* What needs to be done:
Filter the lines below, keeping only those that contain the word "stone", and copy each one out. Match case exactly.

* Dataset records:
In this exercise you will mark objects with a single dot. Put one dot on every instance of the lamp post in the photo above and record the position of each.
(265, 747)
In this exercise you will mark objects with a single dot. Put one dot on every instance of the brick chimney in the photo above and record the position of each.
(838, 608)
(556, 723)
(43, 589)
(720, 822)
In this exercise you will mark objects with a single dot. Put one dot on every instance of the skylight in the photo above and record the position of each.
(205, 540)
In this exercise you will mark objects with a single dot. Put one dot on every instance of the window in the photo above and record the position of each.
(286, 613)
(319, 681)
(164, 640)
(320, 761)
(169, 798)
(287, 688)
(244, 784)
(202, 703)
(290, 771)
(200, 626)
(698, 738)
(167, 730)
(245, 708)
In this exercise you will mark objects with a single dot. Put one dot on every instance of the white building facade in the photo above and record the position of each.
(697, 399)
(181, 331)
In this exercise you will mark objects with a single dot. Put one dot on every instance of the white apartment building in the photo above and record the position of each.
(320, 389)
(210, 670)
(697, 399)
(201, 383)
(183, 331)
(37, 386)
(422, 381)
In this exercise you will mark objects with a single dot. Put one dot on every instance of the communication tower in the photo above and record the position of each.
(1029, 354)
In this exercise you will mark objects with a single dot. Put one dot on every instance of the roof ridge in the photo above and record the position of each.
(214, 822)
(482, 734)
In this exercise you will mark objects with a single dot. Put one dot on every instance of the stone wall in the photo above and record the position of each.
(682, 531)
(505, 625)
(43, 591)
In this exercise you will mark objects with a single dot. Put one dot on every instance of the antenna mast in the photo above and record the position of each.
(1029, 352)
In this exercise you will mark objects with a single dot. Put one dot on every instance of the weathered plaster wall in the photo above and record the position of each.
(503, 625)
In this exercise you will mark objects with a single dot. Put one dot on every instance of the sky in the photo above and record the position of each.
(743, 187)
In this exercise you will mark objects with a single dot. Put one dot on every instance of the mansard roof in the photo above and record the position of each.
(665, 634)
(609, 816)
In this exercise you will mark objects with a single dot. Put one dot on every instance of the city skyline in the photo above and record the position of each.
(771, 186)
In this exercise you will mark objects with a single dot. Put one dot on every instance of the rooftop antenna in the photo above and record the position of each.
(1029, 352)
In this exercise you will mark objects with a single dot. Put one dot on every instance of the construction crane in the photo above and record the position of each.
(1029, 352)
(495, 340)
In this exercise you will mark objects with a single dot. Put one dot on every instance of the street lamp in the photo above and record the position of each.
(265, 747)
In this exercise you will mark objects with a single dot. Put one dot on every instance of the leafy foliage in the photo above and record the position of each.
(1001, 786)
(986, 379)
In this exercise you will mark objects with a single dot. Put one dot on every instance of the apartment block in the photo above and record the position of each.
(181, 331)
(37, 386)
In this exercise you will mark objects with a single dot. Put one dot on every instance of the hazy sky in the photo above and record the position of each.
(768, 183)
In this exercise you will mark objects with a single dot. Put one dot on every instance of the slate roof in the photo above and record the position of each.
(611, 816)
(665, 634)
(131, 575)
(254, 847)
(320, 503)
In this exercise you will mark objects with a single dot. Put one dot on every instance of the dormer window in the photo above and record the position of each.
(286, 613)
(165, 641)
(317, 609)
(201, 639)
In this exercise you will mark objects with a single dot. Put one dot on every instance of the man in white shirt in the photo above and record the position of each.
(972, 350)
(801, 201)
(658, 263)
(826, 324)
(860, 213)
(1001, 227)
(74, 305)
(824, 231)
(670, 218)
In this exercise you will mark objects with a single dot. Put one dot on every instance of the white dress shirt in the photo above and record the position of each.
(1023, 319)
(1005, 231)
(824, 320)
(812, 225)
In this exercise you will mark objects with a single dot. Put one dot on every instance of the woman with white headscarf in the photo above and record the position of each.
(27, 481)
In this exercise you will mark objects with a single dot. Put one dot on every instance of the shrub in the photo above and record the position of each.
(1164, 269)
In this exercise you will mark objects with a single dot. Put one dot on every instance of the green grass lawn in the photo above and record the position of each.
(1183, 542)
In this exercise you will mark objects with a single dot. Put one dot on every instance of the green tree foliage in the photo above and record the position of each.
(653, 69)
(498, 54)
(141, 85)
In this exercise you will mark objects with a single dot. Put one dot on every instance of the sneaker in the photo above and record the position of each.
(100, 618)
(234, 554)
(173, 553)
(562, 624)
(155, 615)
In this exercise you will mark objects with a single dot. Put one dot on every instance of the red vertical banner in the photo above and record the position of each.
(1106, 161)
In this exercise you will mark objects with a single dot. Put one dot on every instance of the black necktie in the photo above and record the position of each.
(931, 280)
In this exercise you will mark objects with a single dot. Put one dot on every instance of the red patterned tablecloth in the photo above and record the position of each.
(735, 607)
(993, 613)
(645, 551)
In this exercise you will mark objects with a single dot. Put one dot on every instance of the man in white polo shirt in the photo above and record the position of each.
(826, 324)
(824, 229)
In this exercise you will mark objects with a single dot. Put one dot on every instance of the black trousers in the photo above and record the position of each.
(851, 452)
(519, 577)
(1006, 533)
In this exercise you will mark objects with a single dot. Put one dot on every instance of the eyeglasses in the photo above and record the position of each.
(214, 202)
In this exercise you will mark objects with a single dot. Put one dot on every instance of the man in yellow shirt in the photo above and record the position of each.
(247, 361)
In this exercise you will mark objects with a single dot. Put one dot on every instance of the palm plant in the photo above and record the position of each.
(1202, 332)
---
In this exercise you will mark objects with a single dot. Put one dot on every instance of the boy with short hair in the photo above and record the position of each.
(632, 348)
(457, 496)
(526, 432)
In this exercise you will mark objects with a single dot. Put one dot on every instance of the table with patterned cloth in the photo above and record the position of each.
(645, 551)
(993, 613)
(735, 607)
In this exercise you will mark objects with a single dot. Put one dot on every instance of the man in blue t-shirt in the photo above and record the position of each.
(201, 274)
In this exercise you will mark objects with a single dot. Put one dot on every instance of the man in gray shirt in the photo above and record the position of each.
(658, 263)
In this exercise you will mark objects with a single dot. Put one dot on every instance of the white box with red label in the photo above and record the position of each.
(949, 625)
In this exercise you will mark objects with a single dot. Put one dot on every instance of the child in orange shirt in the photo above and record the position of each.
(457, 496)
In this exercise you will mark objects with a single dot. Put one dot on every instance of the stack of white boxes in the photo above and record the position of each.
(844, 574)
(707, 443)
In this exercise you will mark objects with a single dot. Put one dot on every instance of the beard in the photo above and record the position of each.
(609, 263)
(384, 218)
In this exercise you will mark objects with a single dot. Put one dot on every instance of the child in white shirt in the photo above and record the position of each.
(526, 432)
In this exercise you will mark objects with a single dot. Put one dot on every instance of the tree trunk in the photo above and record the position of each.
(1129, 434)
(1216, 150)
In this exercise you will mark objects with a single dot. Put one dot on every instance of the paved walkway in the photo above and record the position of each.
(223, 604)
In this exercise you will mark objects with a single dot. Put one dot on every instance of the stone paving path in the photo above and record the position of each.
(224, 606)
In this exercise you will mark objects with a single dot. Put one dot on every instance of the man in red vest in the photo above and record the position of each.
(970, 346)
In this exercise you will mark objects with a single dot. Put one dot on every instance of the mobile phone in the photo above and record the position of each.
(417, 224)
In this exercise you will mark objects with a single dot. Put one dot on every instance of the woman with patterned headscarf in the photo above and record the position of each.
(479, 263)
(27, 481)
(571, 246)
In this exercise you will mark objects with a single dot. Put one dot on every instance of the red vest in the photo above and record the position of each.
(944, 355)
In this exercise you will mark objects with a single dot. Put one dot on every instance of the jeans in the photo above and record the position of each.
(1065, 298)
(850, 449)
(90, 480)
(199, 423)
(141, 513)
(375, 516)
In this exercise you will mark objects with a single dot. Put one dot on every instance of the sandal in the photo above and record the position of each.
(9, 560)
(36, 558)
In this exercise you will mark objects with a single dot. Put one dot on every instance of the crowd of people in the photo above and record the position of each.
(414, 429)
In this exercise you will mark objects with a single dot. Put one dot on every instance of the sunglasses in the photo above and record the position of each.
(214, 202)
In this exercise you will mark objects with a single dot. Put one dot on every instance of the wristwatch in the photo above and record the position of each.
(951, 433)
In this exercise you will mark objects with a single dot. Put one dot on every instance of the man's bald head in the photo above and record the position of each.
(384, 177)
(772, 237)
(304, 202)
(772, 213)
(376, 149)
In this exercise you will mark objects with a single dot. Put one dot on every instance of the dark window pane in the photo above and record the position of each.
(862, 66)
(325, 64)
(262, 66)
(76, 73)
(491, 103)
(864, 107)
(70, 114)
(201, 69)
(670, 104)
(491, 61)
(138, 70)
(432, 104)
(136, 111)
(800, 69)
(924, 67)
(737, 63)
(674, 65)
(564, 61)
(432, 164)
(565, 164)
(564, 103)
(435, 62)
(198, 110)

* Task response:
In this exercise you will mark objects with a single dot. Put one dot on every instance of the stone wall in the photo above and record the position of each.
In this exercise you will mark objects with a single dot. Put one dot on every instance of the stone paving path in the photo above and record the position of each.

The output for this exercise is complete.